**** Selected excerpt ****

I used to work for a rock and roll club in Clinton, Iowa called The Pig Pen, from 1994-2002. It was in the eastern-most part of the state, bordering the Mississippi River to Illinois. The population is just under 30,000.

The Pig Pen could hold around 500 or so, but was like many other clubs at the time, housing local bands playing covers, booking up-and-comers or those long past their prime.

IIRC, we had to pay BMI a certain amount per month for being the type of club we were. I worked in the office, but there were never any records kept of what songs were played and by whom. I'm unfamiliar to the extent that I would have no idea if that was required. I can say we did not do that to any degree.

As for enforcement, well, if our payment was not made, they were quick to get a court order to have law enforcement come and collect what was owed.

I did everything in the office, except for the booking of acts and handling of the money (paying bills, talent, etc.).

****

◆ **Given request**
In the account of working at The Pig Pen club, which organization did the club pay a monthly amount to?

**** Entries shown ****

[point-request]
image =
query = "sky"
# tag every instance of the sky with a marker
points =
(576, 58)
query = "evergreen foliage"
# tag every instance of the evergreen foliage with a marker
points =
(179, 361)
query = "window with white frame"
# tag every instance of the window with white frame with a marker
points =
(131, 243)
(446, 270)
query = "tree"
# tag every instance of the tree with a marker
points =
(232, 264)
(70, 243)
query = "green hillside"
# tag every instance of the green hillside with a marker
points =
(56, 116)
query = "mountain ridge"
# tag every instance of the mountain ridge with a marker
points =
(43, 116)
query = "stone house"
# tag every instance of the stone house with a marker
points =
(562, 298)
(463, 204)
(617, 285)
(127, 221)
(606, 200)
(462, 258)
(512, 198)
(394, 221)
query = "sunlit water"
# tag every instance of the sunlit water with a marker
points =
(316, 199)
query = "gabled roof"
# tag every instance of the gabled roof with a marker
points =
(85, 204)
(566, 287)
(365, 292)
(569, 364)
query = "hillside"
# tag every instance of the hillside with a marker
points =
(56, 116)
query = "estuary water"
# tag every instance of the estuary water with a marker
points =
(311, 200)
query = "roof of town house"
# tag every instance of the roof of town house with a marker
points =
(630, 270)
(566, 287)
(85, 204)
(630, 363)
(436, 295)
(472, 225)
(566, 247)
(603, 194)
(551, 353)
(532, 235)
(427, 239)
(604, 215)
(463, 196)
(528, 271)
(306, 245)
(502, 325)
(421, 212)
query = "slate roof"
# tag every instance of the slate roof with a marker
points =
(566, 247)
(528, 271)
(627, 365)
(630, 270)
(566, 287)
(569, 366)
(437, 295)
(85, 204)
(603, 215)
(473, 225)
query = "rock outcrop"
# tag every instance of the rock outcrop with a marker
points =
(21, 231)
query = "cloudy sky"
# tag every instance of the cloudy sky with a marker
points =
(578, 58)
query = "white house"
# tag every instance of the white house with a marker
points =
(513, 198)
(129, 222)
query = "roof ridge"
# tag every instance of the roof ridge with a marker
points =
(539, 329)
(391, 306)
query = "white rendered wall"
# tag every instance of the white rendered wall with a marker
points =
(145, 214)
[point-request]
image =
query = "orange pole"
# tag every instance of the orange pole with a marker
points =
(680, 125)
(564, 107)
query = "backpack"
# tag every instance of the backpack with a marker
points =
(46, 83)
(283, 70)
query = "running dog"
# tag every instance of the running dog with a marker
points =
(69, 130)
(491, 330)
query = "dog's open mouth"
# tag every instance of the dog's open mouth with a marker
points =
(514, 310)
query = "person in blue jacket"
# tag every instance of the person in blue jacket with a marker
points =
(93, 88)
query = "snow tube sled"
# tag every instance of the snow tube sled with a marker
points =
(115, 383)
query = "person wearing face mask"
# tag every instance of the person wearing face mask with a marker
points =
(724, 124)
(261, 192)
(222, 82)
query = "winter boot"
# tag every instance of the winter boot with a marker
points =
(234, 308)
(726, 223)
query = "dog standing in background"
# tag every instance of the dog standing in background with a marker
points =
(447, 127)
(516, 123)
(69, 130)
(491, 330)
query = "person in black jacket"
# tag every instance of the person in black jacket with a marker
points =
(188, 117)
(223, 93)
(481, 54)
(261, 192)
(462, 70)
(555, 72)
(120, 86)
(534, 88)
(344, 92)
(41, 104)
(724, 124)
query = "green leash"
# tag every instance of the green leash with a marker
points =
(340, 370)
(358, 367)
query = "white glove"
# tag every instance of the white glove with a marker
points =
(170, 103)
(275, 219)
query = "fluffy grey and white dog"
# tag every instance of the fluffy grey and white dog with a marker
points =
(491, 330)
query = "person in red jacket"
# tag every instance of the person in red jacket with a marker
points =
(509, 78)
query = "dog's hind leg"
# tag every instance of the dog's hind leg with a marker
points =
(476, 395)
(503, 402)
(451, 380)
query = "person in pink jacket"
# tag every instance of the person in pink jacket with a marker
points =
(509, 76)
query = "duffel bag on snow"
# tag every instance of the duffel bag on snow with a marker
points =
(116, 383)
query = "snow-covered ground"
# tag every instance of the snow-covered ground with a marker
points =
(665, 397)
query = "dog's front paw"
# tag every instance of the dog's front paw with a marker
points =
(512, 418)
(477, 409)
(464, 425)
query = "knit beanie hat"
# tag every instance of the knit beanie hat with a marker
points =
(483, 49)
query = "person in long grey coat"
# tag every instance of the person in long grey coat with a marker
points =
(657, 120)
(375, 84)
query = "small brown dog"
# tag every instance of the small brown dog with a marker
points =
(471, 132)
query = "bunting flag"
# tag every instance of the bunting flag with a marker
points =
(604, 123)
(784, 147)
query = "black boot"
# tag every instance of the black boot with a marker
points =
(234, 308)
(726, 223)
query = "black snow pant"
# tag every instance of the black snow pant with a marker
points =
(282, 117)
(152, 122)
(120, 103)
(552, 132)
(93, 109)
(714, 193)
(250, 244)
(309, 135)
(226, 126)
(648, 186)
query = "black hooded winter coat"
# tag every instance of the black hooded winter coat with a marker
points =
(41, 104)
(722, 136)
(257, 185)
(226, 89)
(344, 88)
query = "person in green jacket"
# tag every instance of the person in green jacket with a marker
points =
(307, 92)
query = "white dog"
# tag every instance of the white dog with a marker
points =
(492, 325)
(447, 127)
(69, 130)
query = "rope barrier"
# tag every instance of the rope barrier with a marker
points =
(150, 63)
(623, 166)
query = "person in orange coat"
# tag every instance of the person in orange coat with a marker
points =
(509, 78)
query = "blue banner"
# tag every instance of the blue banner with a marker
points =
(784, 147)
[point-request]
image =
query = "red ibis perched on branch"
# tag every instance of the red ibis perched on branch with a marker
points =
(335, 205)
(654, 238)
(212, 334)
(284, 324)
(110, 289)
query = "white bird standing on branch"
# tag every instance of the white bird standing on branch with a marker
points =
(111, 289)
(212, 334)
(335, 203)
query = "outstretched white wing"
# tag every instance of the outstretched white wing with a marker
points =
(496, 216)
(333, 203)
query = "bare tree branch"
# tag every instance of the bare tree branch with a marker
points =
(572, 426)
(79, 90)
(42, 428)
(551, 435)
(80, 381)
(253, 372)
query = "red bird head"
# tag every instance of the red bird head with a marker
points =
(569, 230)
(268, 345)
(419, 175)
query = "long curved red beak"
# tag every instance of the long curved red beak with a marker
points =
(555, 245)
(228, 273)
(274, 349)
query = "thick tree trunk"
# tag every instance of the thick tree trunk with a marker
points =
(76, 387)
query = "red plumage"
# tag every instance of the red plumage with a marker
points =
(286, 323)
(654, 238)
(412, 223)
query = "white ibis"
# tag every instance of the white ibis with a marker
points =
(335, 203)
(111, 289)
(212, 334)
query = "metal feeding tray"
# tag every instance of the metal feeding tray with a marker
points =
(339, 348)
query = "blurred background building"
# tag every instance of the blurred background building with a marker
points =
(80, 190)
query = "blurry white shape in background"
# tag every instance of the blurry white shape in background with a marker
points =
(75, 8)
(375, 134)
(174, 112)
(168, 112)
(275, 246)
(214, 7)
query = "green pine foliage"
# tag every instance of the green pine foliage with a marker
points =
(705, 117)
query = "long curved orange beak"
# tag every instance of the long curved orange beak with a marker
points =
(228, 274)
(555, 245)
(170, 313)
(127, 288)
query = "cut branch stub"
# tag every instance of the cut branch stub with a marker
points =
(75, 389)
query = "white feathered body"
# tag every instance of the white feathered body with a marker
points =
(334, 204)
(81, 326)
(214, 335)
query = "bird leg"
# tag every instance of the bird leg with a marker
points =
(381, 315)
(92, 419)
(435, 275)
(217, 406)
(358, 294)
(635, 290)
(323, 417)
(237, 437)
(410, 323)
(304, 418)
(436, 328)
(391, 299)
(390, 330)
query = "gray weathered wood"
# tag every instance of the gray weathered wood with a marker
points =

****

◆ **Exercise result**
BMI